── Data provided ──
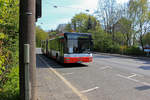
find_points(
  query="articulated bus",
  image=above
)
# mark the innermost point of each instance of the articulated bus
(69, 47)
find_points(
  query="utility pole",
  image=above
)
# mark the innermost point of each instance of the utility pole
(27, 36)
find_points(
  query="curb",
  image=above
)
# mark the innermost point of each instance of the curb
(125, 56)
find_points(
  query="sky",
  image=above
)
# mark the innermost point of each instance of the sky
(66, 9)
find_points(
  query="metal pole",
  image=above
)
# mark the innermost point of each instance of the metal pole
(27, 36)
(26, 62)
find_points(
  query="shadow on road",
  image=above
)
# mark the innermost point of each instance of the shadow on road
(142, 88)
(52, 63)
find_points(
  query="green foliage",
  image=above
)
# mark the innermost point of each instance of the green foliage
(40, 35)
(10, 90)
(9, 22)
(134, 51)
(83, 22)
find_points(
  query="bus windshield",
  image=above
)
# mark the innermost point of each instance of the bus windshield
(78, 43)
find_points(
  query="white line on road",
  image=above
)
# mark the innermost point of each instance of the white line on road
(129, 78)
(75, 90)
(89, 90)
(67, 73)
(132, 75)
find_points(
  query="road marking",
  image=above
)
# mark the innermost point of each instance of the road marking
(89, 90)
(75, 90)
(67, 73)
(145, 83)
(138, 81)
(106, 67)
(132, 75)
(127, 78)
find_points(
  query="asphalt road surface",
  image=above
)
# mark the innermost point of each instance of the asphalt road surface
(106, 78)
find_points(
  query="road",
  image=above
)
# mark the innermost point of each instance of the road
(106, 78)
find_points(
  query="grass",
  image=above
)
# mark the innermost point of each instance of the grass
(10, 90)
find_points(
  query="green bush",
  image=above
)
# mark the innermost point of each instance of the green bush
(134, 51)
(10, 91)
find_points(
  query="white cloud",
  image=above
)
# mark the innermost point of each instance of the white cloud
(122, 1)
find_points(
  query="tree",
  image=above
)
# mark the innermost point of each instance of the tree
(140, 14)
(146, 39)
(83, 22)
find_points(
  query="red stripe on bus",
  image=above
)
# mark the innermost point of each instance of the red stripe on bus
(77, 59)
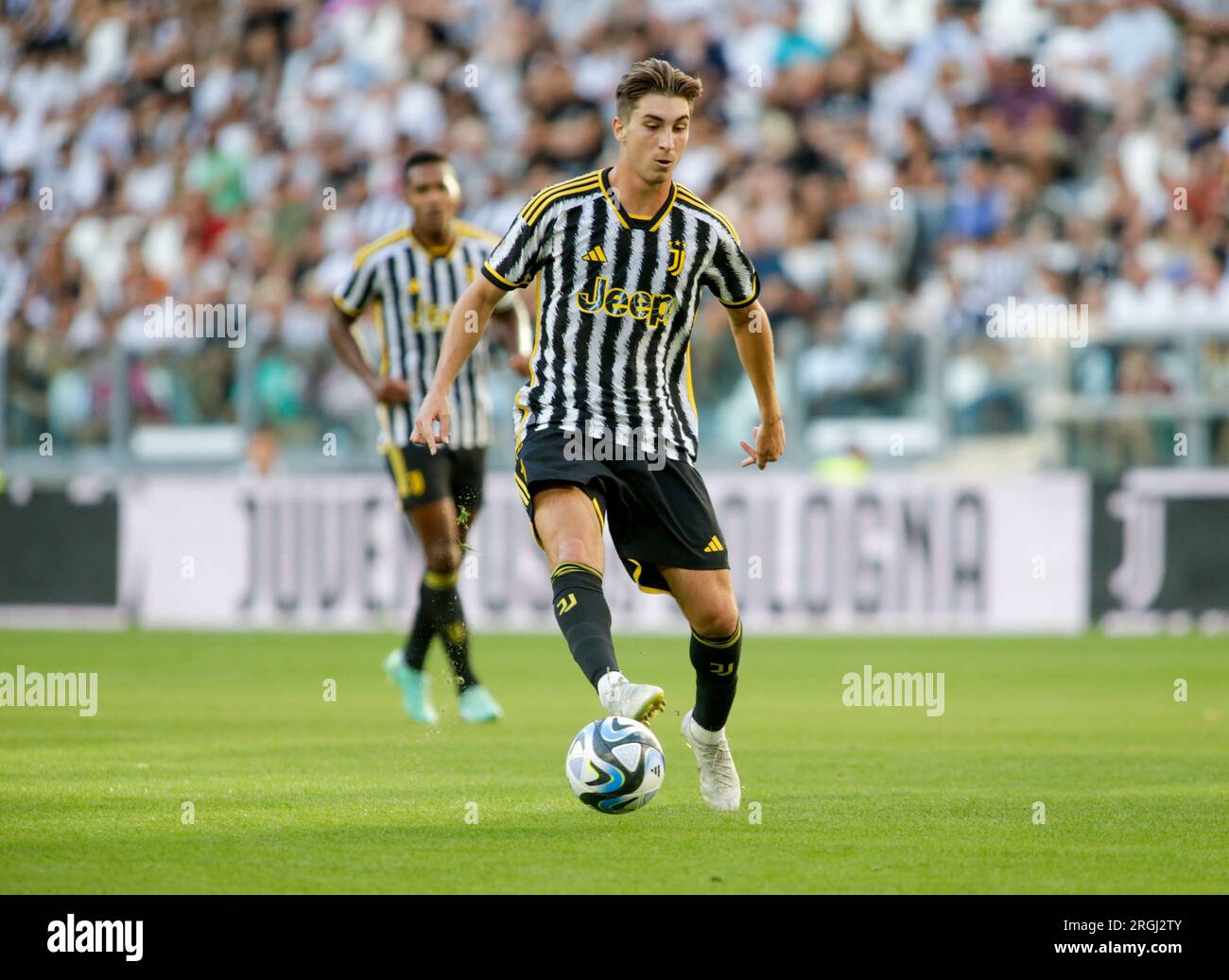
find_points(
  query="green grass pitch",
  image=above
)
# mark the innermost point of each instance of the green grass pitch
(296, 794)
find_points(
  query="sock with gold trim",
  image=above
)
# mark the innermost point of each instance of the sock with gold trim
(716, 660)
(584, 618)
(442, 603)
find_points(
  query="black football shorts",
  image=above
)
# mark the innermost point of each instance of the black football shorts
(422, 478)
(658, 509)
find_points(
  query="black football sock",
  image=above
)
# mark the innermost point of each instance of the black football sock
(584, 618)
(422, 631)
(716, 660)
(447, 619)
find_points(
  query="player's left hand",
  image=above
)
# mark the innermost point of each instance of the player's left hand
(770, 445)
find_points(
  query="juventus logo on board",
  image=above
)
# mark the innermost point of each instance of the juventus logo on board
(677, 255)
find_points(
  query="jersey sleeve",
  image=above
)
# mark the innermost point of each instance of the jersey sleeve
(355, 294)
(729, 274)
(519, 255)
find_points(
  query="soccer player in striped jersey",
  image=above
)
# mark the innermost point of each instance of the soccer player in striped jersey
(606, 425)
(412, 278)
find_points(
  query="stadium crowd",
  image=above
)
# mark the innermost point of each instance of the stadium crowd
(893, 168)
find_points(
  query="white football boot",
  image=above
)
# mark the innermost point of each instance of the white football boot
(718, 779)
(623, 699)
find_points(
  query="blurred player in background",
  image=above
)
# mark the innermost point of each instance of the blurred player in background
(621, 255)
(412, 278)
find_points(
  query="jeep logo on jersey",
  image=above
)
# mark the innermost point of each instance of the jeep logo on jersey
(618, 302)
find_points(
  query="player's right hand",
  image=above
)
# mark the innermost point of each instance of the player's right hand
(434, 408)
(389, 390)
───
Written problem:
Ignore the images and quote every line of the listing exactly.

Solution for this exercise:
find_points(
  query="articulated bus",
  image=above
)
# mark the innermost point of each instance of the articulated bus
(69, 47)
find_points(
  query="utility pole",
  image=above
)
# mark the innermost point of each instance of the utility pole
(27, 36)
find_points(
  query="curb",
  image=above
)
# mark the innermost point of each instance of the curb
(125, 56)
find_points(
  query="sky",
  image=above
)
# mark the innermost point of each instance of the sky
(66, 9)
find_points(
  query="metal pole",
  image=above
)
# mark the innermost point of each instance of the metal pole
(27, 36)
(26, 62)
find_points(
  query="shadow on road",
  image=above
)
# mark the innermost point of each instance of the shadow on road
(142, 88)
(52, 63)
find_points(
  query="green foliage",
  image=above
)
# mark the innermost point of each instance of the green foliage
(40, 35)
(10, 90)
(9, 22)
(134, 51)
(83, 22)
find_points(
  query="bus windshield",
  image=above
)
# mark the innermost point of each instance of the bus windshield
(78, 43)
find_points(
  query="white line on road",
  image=above
)
# mark the innermost point of each instance of the white line on road
(129, 78)
(75, 90)
(89, 90)
(67, 73)
(132, 75)
find_points(
  query="road marking",
  image=above
)
# mark the innermost point of each instance of the road marking
(89, 90)
(75, 90)
(67, 73)
(145, 83)
(138, 81)
(106, 67)
(132, 75)
(127, 78)
find_points(
  query="asphalt road surface",
  image=above
)
# mark the innermost point of each instance of the asphalt road surface
(106, 78)
find_points(
  query="road",
  image=above
)
# mark the innermost point of each instance of the road
(106, 78)
find_points(
  query="grass",
  image=above
)
# mark the innermost point of each instance of the grass
(10, 90)
find_points(
  query="green bush",
  image=above
)
# mark the innermost point of each instance of the green bush
(134, 51)
(10, 91)
find_points(
  query="white cloud",
  image=above
)
# mark the innermost point of each instance of the white cloud
(122, 1)
find_points(
  query="tree",
  image=above
)
# mark the innermost point of each instance of the tree
(140, 14)
(146, 39)
(83, 22)
find_points(
  query="red stripe on bus",
  image=above
)
# mark the innermost point of each instance of the red stripe on bus
(77, 59)
find_points(
  query="green grass pitch",
  image=above
)
# mark the innermost point of each instance of the green grass pitch
(296, 794)
find_points(
  query="sock with gold trim",
  image=above
)
# mark the innermost point of each instance of the sock with gold trim
(716, 660)
(584, 618)
(442, 603)
find_points(
  query="black football shorts",
  image=above
)
# mark the innermost point of each instance of the black football shorts
(422, 478)
(658, 509)
find_points(
  query="black football sock",
  image=above
)
# mark the innermost point of each instance of the black football sock
(584, 618)
(422, 631)
(716, 660)
(447, 619)
find_points(
  query="player's left hand",
  image=above
)
# mark the innermost point of each instance of the player's left hand
(770, 445)
find_points(
  query="juventus logo on board",
  image=above
)
# mark the innermost point of each instance of the juventus logo on board
(677, 255)
find_points(
  query="jersey sleeve",
  image=above
)
# mark the innermost point of each instance of the jersey sleeve
(355, 294)
(729, 274)
(519, 255)
find_points(
  query="soccer player in striped jersey",
  image=above
)
# mark the innermost point of each instance of the soccer player in striped jersey
(606, 425)
(412, 278)
find_points(
  query="stadium crowd",
  image=above
)
# mark the innermost point of each instance of the stadium crowd
(893, 168)
find_points(
  query="white football boot",
  image=above
)
# mark the innermost point of each instance of the white football boot
(718, 779)
(623, 699)
find_points(
  query="blurred player in background",
  image=above
)
# mark the innermost point of each instance of the blurred player in background
(621, 255)
(412, 278)
find_points(
  query="jeep logo on jersey",
  image=above
)
# mark the innermost point of each instance of the jeep logo on jersey
(618, 302)
find_points(
  query="player's right hand",
  image=above
)
# mark the innermost point of each instance of the player's right hand
(434, 408)
(389, 390)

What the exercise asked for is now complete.